**Extract:**

The market figures indicate that Rive exports have been growing since the introduction of the category in 2010 — together with the growing production of the category. Around a quarter of Rive bottles produced is being exported. This means 75% of Rive is consumed in Italy where the prices for these wines are way more affordable. This is especially true for €7-10 price range — being around 30% of Rive production in 2015, only 4,6% made it to the distribution channels.

The price difference between ex-cellar prices for Rive wines and Prosecco DOCG normally falls into €1-3 range. “Partly this increase is caused by lower production and bigger costs of manual labor. While Prosecco Superiore DOCG wines are also often produced by hand, it’s important to understand that in Rive vineyards one cannot use machinery at all: neither for grass management nor for moving the boxes with grapes and such. All the treatments have to be applied by hand too”, — says Mirko Della Colletta. “It’s about 8-9 times more labor-intense to produce wines from these hills than from flatlands,” — adds Vanessa Follador. “It’s only normal that Rive wines cost more”.

**Directions:**
[a] According to the passage on Rive wines, how many times more labor-intensive is it to produce wines from these hills than from flatlands?
[b] Write the next few sentences of the passage on Rive wines, picking up right after its final line.

**Records shown:**
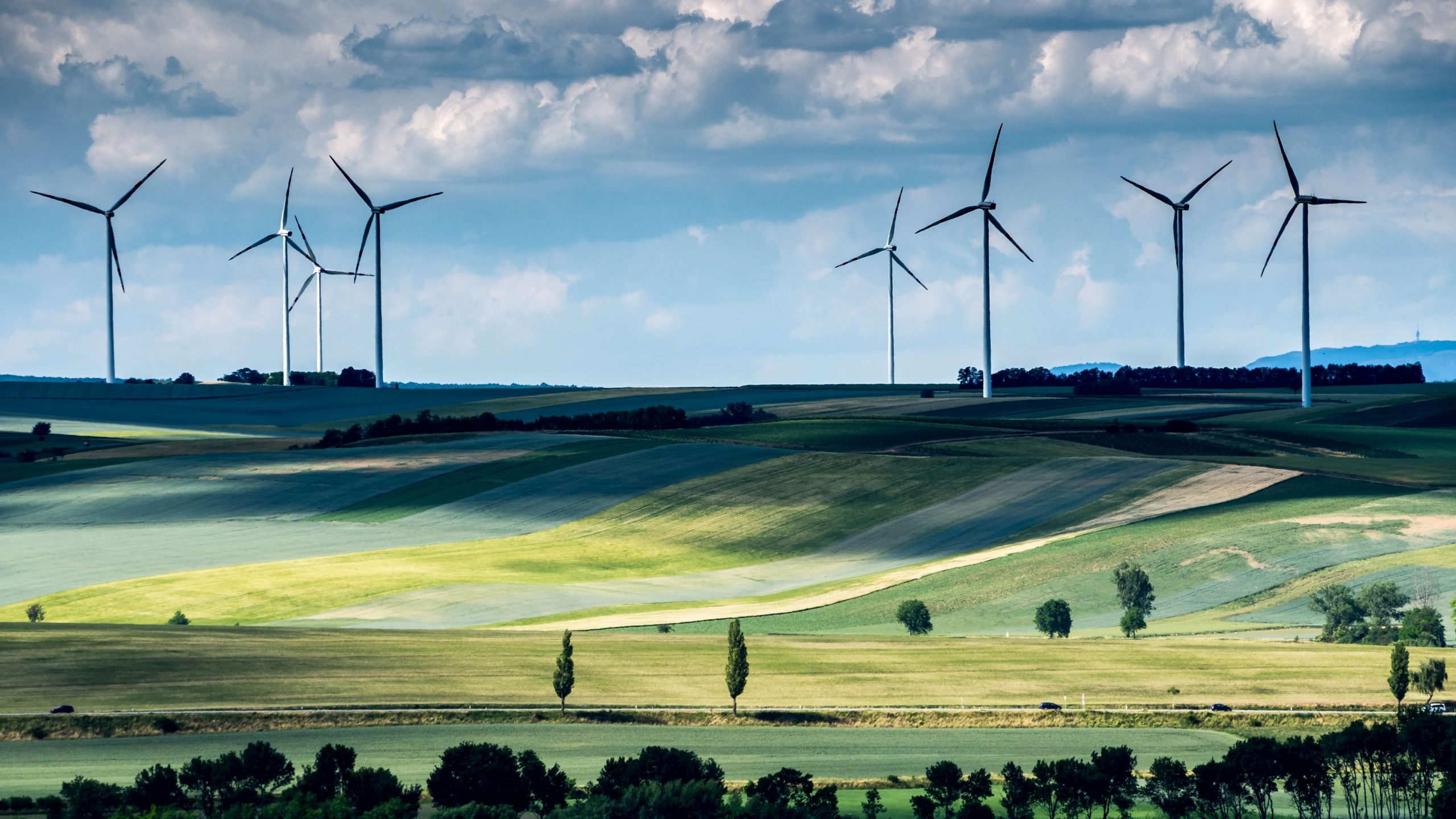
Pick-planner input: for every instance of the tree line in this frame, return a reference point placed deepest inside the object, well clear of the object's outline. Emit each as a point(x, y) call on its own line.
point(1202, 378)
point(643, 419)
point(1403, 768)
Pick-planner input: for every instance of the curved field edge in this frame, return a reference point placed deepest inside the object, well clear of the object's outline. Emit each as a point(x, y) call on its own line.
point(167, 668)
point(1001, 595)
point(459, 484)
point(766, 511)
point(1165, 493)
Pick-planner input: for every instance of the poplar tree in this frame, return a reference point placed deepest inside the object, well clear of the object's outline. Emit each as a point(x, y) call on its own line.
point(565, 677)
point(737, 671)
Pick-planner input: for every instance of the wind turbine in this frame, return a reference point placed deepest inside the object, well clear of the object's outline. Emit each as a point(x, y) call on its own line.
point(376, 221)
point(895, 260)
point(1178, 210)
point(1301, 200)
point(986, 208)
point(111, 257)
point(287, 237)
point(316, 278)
==
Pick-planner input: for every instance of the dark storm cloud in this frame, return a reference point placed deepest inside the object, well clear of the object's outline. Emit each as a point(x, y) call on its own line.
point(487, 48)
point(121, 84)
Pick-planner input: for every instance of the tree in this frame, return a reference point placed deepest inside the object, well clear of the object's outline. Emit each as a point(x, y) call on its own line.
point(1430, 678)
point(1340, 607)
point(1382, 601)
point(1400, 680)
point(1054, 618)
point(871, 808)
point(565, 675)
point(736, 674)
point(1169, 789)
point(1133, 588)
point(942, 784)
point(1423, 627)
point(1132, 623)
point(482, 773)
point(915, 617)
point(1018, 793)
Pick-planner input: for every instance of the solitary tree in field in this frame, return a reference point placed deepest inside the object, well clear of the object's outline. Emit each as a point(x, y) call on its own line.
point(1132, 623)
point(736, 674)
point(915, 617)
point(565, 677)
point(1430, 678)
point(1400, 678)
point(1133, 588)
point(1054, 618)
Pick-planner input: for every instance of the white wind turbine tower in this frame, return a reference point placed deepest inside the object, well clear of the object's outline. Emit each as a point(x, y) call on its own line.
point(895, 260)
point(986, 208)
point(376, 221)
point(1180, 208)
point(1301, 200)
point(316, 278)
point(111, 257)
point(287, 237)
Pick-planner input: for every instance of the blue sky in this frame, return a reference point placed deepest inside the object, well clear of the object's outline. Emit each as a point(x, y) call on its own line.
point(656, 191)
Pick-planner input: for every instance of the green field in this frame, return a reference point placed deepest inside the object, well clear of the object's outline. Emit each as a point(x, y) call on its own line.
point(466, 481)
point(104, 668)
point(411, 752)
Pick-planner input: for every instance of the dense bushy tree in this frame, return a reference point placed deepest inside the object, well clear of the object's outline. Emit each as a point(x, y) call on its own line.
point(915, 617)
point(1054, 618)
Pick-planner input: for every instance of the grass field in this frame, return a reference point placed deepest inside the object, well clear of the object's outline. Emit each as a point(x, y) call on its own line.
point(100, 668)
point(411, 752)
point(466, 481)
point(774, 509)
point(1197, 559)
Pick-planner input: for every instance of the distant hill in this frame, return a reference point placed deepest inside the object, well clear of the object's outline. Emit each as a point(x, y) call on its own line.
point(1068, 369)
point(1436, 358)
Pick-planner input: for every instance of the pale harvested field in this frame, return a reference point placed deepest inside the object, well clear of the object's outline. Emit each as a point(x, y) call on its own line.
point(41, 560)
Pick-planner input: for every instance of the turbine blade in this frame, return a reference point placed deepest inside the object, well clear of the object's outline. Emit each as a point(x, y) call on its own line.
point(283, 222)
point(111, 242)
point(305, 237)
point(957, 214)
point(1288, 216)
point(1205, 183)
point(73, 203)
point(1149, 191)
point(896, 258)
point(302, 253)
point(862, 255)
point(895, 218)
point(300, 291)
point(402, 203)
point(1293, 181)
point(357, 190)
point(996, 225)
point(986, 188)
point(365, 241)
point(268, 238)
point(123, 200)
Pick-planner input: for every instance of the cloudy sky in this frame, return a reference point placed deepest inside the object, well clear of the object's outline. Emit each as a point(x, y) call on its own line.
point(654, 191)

**Responses to the tasks:**
[a] About 8 to 9 times more labor-intensive.

[b]
The future

For many wine producers a less pricey and less sweet Rive category is allowing to replace the expensive and traditionally sweet and limited Cartizze production, become less dependent on bought grapes and seek new terroirs that best fit for Glera.

“Knowing Rive is knowing the Prosecco territory, it’s moving towards the deeper understanding of the area,” — says Innocente Nardi. “This is a very cultural aspect. A lot of people know Prosecco, but not so many know about Conegliano-Valdobbiadene, and even fewer know about Rive”.

Prosecco DOCG producers tend to avoid the subject of competition with Champagne. Still, with a more terroir-driven, communal and even single vineyard approach, this competition will become more and more evident. It’s worth mentioning that some producers even leave the Prosecco name off their labels. The appellation rules actually allow them to do so: some labels simply read Valdobbiadene DOCG and the name of a specific Riva as it’s with Roccat and Umberto Bortolotti. The extreme side of it is Bepin de Eto — the winery produces its Rive di Rua closer to the town of Conegliano without any reference to the Conegliano-Valdobbiadene DOCG on the front label. Could there be a stronger Rive message to the world?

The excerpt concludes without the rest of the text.